Условие задания: Перепишите целиком и без изменений приведённый ниже отрывок о белорусском языке и выступлении Лукашенко в 1994 году.

Отрывок:
В истории восточных славян близость языков до сих пор сдерживает самоопределение народов и развитие языков. Приведу факт, ставший после избрания Лукашенко президентом Беларуси одним из первых сигналов к свертыванию белорусизации. В то время в Беларуси при повсеместном двуязычии (то есть при хотя бы пассивном владении вторым языком) практически не было реального «языкового барьера»: большинство взрослых достаточно хорошо понимали оба языка, поэтому умение объясниться по-белорусски не требовалось в целях повседневного «выживания». И вот во время одного из первых выступлений в качестве президента, в августе 1994 года, вопреки уже сложившейся к тому времени традиции, согласно которой первые лица публично говорили на белорусском, Лукашенко заговорил по-русски. На вопрос-упрек из зала, почему он говорит не по-белорусски, Лукашенко ответил: «А кто здесь меня не понимает?» – и затем заговорил о «перегибах» в белорусизации и о том, что «здесь нужен задний ход». Зал Минского педагогического университета, в котором выступал Лукашенко, встретил эти слова аплодисментами.

Исходные материалы:
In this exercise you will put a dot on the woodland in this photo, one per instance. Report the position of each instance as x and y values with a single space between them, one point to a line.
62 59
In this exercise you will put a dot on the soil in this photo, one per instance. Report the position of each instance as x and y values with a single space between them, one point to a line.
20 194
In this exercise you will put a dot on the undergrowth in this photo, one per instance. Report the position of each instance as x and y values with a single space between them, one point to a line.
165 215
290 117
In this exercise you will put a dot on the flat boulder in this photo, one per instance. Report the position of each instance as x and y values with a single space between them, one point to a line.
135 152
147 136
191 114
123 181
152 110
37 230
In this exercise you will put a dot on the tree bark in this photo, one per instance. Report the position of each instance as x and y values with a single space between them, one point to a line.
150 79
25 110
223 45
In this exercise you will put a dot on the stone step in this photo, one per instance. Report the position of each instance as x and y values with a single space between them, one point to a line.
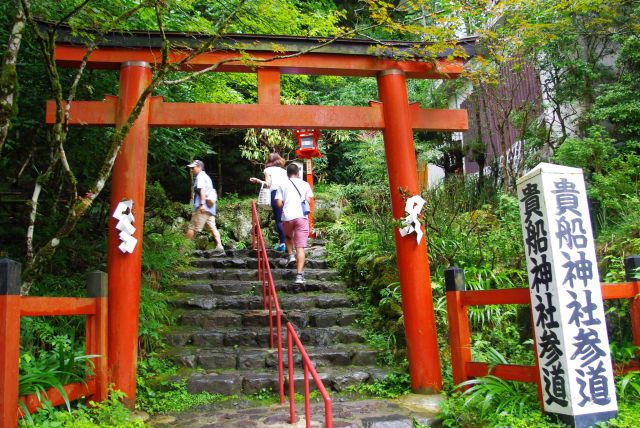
251 263
252 274
287 301
230 287
313 252
247 358
260 336
250 382
260 318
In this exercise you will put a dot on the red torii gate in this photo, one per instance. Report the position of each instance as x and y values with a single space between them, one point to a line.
135 53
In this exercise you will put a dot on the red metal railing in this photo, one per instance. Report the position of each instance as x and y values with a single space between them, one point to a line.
270 300
269 295
460 338
307 367
13 307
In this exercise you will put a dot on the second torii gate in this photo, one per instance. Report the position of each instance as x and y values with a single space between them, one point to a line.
135 55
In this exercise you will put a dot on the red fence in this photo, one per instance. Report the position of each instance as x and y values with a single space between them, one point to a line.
13 307
269 295
270 300
459 299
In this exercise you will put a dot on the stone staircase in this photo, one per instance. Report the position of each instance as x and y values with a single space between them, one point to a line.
223 332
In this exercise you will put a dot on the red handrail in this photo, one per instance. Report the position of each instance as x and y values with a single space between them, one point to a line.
269 295
270 299
14 306
307 366
460 337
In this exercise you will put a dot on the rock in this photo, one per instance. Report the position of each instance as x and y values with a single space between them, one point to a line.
197 288
340 382
162 420
422 403
251 359
217 360
214 383
255 382
140 415
391 421
365 357
324 318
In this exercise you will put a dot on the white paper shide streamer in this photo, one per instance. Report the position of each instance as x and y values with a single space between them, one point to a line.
412 223
124 214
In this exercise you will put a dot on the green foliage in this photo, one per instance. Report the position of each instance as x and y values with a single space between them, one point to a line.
54 368
110 413
392 386
161 390
456 412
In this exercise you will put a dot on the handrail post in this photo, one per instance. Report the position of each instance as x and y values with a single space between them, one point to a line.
10 280
631 266
307 403
459 334
97 286
292 399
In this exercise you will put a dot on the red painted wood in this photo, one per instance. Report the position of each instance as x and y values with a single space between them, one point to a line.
510 296
621 290
57 306
97 345
415 282
503 371
438 120
9 359
311 63
269 86
74 392
128 182
204 115
86 113
459 336
634 313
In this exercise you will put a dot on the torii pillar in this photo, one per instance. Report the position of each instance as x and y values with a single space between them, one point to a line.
413 264
128 182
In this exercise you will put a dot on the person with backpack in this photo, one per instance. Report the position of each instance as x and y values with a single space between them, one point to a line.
204 205
274 176
293 197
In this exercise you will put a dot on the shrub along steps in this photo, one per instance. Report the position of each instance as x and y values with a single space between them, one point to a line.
251 382
233 287
260 317
251 274
223 331
210 356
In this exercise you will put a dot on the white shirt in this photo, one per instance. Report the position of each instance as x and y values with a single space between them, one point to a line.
203 181
278 176
292 208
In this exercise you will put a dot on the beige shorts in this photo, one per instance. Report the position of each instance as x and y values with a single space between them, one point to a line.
199 220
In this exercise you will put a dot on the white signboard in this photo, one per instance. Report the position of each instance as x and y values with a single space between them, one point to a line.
566 299
124 214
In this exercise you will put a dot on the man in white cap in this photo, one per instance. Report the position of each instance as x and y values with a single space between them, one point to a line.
204 205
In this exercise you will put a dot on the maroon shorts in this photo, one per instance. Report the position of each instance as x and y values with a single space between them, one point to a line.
298 231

Ответ к заданию:
В истории восточных славян близость языков до сих пор сдерживает самоопределение народов и развитие языков. Приведу факт, ставший после избрания Лукашенко президентом Беларуси одним из первых сигналов к свертыванию белорусизации. В то время в Беларуси при повсеместном двуязычии (то есть при хотя бы пассивном владении вторым языком) практически не было реального «языкового барьера»: большинство взрослых достаточно хорошо понимали оба языка, поэтому умение объясниться по-белорусски не требовалось в целях повседневного «выживания». И вот во время одного из первых выступлений в качестве президента, в августе 1994 года, вопреки уже сложившейся к тому времени традиции, согласно которой первые лица публично говорили на белорусском, Лукашенко заговорил по-русски. На вопрос-упрек из зала, почему он говорит не по-белорусски, Лукашенко ответил: «А кто здесь меня не понимает?» – и затем заговорил о «перегибах» в белорусизации и о том, что «здесь нужен задний ход». Зал Минского педагогического университета, в котором выступал Лукашенко, встретил эти слова аплодисментами.